Start of Provided records

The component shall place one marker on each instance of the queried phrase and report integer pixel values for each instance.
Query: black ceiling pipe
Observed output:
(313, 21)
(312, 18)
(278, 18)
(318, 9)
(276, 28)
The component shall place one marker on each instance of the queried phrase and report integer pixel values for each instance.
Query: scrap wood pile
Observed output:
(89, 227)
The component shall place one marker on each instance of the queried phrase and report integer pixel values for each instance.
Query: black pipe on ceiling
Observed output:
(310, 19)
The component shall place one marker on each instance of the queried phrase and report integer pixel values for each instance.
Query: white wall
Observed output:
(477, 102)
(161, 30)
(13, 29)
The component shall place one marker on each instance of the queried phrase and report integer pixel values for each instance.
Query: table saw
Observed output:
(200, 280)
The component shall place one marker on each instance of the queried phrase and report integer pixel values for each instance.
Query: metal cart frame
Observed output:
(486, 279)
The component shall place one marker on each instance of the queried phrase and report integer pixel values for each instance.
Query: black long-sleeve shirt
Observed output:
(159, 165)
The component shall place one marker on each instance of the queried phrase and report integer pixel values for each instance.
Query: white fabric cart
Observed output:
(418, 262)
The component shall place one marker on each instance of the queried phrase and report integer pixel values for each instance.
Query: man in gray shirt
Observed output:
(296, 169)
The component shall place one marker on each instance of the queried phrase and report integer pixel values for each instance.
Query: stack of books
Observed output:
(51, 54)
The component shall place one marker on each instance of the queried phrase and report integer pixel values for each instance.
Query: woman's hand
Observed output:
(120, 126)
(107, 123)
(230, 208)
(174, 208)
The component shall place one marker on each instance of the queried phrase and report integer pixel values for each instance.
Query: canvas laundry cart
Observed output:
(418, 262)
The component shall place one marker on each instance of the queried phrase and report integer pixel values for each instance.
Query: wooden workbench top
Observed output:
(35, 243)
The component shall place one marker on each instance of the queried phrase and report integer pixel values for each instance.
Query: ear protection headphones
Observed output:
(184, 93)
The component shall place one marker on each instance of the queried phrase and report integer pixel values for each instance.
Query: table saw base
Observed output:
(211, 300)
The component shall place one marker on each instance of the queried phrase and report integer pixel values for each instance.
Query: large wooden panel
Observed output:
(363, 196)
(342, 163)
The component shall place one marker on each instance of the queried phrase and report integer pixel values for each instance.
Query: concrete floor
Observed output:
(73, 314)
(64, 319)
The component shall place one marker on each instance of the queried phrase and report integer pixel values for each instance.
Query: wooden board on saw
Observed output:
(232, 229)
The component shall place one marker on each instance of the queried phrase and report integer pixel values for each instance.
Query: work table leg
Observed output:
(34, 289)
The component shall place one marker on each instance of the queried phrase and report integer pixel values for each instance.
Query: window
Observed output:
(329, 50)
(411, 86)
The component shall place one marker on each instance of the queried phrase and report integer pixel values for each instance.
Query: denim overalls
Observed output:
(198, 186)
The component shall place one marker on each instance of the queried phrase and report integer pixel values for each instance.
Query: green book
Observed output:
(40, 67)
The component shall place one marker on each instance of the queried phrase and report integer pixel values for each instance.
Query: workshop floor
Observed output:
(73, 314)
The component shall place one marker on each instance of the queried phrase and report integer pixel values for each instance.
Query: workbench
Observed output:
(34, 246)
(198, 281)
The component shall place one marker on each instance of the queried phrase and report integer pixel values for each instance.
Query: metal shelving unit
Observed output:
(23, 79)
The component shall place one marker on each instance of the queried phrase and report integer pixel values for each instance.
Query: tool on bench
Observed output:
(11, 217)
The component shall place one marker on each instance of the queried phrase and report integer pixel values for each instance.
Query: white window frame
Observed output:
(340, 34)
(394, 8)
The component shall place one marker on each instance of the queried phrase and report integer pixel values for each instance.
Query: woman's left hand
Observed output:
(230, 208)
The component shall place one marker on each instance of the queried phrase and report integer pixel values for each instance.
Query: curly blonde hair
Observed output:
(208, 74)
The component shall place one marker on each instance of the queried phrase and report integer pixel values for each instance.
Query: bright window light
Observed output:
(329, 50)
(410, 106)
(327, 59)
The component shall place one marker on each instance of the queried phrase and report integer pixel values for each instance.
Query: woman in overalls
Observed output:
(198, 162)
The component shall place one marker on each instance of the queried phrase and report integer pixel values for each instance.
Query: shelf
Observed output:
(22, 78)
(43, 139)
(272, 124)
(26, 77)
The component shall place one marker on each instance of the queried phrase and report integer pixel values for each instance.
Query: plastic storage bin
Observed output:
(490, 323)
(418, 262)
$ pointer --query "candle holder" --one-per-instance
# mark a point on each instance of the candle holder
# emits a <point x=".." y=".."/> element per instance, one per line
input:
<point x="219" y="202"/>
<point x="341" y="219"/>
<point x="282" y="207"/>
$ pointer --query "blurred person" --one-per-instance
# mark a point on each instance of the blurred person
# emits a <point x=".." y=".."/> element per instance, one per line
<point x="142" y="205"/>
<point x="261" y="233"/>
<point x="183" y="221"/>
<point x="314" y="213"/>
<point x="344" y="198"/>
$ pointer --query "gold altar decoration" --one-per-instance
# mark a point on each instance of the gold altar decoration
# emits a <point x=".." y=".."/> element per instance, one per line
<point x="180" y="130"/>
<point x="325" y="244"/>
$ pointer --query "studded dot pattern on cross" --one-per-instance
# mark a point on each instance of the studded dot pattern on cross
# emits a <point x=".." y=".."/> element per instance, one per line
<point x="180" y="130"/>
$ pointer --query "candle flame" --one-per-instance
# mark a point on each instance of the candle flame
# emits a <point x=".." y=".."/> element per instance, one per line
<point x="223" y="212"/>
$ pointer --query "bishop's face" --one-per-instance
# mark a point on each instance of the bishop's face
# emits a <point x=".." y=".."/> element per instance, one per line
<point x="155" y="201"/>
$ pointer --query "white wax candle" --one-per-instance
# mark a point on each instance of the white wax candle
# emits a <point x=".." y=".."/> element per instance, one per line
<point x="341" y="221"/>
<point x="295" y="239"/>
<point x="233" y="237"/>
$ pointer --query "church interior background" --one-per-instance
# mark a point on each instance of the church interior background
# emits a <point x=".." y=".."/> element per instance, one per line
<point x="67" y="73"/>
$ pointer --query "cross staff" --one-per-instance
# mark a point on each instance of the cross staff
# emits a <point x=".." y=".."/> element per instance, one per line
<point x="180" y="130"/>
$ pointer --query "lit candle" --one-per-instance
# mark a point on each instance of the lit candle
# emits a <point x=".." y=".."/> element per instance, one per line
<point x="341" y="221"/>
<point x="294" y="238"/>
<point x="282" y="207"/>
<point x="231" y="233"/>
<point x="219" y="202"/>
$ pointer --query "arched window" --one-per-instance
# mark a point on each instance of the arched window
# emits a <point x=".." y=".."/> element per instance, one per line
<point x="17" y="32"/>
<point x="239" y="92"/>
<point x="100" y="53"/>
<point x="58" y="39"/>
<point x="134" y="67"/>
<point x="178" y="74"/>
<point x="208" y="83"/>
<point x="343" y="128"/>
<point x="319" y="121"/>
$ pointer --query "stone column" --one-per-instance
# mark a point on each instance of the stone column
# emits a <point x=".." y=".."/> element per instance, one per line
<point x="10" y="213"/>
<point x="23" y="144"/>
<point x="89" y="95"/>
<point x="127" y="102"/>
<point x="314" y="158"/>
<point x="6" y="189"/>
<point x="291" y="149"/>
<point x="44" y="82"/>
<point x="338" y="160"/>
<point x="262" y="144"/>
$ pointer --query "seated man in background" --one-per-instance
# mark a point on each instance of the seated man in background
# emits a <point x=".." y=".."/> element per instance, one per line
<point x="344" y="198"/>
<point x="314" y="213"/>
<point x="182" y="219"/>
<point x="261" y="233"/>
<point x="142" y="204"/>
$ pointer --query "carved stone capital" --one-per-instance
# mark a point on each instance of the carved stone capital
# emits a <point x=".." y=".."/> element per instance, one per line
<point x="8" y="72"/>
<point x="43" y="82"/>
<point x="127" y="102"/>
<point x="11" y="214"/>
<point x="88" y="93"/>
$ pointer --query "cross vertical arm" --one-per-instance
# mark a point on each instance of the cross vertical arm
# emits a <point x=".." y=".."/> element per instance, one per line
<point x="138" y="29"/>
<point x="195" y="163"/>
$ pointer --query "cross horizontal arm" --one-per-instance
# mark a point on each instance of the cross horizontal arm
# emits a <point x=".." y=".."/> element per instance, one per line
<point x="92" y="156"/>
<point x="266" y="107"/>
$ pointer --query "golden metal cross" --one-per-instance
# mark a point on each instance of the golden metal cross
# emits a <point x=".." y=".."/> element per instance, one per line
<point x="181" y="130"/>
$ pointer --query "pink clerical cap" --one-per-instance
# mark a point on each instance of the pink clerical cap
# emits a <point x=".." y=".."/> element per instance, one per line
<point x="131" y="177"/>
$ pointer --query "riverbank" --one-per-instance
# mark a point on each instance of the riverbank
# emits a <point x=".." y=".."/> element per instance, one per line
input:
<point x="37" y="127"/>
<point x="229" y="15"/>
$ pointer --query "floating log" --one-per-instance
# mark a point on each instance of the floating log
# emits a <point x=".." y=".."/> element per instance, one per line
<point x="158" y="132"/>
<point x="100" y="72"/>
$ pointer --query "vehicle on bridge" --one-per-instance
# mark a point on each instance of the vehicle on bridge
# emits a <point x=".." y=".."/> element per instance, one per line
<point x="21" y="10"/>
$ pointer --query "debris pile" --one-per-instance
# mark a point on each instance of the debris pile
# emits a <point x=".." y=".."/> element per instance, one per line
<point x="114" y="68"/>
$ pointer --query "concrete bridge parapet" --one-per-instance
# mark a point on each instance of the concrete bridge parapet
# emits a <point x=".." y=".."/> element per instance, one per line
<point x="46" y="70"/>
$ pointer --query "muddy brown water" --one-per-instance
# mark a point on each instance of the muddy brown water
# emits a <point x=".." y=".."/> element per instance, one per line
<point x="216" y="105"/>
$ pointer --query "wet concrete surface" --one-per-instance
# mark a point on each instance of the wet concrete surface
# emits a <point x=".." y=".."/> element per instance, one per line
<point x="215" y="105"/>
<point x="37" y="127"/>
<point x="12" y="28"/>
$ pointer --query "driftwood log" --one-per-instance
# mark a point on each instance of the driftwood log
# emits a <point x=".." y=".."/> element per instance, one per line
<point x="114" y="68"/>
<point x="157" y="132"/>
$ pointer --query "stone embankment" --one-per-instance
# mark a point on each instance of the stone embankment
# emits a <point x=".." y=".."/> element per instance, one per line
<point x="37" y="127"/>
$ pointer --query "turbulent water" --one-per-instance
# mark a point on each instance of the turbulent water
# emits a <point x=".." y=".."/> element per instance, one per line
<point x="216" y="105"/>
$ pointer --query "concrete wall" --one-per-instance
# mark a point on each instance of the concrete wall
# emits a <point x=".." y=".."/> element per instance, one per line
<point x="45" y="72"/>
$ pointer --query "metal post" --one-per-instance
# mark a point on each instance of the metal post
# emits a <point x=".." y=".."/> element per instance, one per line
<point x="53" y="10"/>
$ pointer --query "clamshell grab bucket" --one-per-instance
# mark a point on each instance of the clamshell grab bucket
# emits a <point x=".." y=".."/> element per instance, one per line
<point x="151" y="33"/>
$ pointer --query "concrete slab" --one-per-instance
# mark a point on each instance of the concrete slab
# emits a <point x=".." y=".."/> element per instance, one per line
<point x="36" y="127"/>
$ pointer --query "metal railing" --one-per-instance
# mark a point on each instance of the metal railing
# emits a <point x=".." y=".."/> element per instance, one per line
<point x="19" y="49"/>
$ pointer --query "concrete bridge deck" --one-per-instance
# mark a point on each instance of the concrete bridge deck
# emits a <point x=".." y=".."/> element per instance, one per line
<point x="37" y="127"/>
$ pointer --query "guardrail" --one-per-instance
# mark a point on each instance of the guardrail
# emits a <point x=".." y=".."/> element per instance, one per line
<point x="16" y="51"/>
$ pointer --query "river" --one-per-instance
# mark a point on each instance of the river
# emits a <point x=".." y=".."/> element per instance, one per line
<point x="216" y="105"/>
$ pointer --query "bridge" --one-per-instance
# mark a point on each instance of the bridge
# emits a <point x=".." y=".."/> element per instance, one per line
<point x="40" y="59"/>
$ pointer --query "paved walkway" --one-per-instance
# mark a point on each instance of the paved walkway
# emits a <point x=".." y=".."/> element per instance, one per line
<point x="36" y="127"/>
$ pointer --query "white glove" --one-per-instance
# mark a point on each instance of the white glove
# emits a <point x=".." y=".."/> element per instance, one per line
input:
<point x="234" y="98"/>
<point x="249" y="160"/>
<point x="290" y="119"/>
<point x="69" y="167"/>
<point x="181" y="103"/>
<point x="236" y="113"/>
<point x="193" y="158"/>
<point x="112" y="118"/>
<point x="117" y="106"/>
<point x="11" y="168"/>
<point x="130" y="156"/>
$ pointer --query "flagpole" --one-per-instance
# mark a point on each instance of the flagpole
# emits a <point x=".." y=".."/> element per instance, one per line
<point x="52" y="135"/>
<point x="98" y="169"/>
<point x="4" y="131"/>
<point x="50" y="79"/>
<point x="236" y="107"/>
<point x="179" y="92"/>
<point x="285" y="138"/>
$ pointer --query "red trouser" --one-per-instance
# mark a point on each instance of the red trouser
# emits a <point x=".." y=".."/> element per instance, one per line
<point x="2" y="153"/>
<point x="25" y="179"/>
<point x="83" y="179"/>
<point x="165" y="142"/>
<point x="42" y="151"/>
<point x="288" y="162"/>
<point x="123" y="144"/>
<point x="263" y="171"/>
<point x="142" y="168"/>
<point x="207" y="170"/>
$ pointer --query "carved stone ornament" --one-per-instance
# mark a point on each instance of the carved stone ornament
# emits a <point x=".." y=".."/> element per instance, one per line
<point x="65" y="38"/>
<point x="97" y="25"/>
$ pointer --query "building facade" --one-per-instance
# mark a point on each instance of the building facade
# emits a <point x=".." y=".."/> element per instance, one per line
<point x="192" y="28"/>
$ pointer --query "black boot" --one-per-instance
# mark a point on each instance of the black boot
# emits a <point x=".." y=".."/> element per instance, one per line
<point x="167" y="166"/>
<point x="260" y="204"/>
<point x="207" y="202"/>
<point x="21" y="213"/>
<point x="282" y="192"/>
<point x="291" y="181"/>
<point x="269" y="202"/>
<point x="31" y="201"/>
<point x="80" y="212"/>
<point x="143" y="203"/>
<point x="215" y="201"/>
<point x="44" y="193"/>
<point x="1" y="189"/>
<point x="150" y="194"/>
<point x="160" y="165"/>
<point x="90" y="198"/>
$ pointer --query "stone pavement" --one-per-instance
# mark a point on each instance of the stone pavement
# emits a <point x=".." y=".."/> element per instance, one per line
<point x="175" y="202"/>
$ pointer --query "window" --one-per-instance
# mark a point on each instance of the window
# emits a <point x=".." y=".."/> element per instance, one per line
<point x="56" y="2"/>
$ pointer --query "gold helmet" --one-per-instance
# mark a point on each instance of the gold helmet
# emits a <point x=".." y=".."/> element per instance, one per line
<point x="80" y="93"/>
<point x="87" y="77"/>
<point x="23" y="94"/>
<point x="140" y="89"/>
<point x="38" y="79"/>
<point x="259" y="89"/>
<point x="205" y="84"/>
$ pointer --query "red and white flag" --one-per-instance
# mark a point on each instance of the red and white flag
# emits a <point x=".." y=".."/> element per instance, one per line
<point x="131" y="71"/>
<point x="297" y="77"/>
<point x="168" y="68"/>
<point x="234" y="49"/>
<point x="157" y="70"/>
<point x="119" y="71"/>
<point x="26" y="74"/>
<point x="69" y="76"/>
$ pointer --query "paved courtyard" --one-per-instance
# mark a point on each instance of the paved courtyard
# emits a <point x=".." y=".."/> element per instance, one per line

End of Provided records

What the exercise asks: With "overalls" as the string to find, copy every line of the records that holds it.

Response for this exercise:
Query: denim overalls
Query: woman in overalls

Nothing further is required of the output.